> _Region pointing data_:

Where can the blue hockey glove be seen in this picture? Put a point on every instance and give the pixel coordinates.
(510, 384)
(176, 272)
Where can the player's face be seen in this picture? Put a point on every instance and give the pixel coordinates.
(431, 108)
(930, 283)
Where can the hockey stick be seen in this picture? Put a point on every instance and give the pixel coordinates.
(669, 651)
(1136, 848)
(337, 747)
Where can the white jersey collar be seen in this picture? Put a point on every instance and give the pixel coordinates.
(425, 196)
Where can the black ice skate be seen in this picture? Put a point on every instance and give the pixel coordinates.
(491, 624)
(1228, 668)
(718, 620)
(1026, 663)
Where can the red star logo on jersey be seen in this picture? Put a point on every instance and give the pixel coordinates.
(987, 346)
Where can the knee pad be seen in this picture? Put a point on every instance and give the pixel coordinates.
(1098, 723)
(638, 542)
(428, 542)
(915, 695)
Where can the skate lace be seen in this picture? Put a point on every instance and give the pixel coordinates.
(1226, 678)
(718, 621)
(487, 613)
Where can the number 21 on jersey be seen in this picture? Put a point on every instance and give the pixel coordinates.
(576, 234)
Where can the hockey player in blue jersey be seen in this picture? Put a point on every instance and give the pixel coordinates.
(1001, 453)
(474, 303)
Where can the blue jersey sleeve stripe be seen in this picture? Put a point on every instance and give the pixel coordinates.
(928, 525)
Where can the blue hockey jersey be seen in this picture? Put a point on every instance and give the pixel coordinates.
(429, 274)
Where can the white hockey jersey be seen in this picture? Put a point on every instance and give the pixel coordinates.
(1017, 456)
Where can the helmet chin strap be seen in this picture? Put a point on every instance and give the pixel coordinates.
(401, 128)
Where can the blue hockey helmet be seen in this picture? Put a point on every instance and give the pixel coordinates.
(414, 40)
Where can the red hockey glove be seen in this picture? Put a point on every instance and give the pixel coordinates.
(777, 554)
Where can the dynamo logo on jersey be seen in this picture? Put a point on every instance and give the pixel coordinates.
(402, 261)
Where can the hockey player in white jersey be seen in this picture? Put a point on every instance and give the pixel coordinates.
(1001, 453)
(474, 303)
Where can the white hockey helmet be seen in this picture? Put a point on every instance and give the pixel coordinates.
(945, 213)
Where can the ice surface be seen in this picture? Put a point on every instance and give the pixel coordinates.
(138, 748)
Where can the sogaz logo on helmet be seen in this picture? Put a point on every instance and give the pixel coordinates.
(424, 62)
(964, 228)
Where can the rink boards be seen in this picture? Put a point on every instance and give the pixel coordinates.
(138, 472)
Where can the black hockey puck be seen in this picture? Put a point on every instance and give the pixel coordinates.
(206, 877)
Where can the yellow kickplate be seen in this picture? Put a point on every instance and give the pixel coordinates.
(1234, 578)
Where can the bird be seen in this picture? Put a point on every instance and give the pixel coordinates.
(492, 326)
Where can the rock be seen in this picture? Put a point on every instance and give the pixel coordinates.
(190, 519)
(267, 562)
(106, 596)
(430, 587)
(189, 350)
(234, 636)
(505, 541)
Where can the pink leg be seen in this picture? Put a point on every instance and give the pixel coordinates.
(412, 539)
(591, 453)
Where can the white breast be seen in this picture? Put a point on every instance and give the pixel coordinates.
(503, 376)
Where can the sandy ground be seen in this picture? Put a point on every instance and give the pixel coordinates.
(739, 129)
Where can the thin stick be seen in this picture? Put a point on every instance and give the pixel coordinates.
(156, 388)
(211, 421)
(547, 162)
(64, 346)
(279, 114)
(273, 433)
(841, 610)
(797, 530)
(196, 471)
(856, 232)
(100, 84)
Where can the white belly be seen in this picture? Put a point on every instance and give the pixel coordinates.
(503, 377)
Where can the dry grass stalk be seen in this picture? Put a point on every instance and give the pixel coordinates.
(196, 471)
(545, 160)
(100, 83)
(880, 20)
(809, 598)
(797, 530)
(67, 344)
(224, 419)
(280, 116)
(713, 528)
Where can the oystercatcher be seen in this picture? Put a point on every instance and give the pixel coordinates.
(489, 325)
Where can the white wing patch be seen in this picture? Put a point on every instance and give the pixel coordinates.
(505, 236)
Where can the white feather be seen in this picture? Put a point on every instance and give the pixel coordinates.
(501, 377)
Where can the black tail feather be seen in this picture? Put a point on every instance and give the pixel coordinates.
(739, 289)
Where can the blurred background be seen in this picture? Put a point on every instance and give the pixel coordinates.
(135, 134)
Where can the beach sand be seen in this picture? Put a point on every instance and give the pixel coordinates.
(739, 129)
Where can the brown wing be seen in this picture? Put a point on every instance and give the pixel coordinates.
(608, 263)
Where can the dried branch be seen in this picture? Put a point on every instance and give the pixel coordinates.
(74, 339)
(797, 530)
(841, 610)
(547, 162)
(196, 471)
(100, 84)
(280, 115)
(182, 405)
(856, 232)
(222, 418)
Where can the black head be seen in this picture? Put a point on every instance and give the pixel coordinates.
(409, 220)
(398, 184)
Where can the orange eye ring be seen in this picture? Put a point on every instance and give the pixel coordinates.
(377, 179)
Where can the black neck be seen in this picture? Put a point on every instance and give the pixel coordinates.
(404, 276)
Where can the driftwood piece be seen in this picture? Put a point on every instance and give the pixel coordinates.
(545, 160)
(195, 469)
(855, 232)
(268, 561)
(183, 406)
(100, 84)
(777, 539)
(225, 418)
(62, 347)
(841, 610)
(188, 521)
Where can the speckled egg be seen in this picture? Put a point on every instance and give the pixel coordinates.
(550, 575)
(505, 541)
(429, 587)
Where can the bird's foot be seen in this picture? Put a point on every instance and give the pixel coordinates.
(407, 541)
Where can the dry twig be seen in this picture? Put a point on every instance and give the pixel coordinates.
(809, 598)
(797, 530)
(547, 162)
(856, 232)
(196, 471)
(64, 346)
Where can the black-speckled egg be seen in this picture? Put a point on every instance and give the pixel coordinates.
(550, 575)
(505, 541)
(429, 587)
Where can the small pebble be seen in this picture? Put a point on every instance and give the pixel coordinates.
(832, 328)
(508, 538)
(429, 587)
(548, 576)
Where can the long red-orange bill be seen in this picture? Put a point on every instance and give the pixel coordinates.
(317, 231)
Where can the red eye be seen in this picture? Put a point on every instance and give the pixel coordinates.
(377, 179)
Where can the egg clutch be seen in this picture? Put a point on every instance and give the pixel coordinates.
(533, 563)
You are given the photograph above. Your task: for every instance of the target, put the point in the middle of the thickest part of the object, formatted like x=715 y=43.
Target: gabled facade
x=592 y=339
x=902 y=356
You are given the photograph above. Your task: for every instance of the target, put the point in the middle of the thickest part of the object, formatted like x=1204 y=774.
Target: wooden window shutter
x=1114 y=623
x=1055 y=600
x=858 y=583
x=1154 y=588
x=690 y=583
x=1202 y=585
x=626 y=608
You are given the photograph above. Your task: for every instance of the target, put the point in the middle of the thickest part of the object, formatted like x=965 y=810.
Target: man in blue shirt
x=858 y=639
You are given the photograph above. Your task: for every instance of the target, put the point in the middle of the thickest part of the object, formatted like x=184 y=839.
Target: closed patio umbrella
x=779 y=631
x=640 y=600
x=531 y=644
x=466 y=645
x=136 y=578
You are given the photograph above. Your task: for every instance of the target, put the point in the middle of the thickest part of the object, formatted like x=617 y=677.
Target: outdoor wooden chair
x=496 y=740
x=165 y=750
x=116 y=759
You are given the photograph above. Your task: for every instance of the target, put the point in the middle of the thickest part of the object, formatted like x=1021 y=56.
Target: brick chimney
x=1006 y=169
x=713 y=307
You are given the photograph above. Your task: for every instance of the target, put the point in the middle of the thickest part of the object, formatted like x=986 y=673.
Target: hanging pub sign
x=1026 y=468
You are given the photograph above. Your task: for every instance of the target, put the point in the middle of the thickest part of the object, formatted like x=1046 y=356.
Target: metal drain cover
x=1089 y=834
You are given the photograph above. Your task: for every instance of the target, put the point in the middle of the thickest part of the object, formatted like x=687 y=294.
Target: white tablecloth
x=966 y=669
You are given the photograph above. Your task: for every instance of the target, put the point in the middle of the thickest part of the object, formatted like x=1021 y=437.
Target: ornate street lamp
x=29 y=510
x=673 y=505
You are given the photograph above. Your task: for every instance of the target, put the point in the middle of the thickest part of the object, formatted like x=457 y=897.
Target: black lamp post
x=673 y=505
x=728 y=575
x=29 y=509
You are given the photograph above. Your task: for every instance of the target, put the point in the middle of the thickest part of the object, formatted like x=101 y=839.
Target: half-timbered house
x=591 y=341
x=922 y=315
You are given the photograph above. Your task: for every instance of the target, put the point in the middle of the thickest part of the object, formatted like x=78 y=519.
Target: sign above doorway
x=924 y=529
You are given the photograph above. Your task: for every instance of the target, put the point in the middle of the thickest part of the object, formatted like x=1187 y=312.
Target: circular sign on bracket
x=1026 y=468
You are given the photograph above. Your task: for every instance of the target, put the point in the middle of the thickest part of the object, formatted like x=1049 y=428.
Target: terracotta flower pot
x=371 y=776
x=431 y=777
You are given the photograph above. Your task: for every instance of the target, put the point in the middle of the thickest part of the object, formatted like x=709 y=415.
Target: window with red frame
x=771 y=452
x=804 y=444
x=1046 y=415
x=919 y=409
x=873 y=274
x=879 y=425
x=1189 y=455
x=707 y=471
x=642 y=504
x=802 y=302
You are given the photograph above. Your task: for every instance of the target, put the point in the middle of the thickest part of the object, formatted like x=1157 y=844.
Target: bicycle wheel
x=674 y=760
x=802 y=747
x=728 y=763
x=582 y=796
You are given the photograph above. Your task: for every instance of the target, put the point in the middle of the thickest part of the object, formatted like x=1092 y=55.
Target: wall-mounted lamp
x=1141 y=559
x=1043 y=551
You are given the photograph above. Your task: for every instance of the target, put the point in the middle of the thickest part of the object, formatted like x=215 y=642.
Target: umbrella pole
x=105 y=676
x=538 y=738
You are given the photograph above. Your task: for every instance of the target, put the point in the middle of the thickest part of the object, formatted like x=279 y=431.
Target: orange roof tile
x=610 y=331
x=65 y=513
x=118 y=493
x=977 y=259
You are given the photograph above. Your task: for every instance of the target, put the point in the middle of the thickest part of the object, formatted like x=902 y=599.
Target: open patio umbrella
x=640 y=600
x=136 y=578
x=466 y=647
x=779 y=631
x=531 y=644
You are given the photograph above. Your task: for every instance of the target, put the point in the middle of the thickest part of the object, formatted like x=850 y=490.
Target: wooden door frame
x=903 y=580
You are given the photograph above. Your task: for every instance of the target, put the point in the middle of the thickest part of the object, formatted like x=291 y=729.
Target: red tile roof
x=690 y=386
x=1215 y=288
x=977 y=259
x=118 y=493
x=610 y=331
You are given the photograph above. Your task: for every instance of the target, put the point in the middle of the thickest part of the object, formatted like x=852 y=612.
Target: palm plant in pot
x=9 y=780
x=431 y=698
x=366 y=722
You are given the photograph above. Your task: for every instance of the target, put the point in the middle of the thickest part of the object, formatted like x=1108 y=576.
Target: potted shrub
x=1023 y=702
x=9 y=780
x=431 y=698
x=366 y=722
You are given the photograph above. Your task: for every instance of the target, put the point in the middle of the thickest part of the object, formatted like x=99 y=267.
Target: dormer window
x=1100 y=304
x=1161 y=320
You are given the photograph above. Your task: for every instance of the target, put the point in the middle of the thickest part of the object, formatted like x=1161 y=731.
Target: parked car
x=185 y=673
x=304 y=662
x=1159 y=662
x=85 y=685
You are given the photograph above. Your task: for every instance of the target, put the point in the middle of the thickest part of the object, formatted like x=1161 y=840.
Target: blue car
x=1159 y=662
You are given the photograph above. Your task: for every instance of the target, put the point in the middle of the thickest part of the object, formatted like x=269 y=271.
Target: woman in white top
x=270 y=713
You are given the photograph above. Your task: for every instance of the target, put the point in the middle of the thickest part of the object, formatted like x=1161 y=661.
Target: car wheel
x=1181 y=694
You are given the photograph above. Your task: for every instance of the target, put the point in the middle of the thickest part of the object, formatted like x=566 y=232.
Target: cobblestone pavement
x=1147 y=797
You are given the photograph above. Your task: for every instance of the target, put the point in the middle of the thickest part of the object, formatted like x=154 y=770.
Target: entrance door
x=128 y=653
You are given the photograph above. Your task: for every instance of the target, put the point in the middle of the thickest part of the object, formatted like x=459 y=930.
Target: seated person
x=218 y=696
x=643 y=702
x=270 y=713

> _Try it_:
Working from the records above, write out verbatim only the lines from the line containing "like x=279 y=431." through the line containing "like x=1108 y=576.".

> _Task answer_:
You are given the photograph above. Your task: for every instance of the target, put the point in the middle of the thickest part of the object, formatted like x=279 y=431.
Target: orange roof tile
x=610 y=331
x=65 y=513
x=118 y=493
x=977 y=259
You are given the photograph above. Your task: for every instance of the target, put the point in the middle of the thickest part of the object, formatted like x=902 y=599.
Target: open patio umbrella
x=640 y=600
x=136 y=578
x=466 y=647
x=779 y=631
x=531 y=644
You are given the photograph above. Your task: for every instance of the target, put the point in the middle of the thickest part of the object, formatted like x=850 y=490.
Target: wooden door frame
x=903 y=580
You are given the photograph above. Your task: for every instance of the target, put the point in the middle of the thickest part of the object, formatted like x=291 y=729.
Target: red tile roof
x=690 y=386
x=1215 y=288
x=977 y=259
x=118 y=493
x=610 y=331
You are given the photograph above. Your task: for every instance of the target, put the point in the middle of the thickest part of the object, formatted like x=852 y=612.
Target: palm plant in pot
x=9 y=780
x=431 y=698
x=366 y=722
You are given the photograph above. Your task: for every instance of the target, put the point in the middle of the thickest part of the object, formatted like x=1108 y=576.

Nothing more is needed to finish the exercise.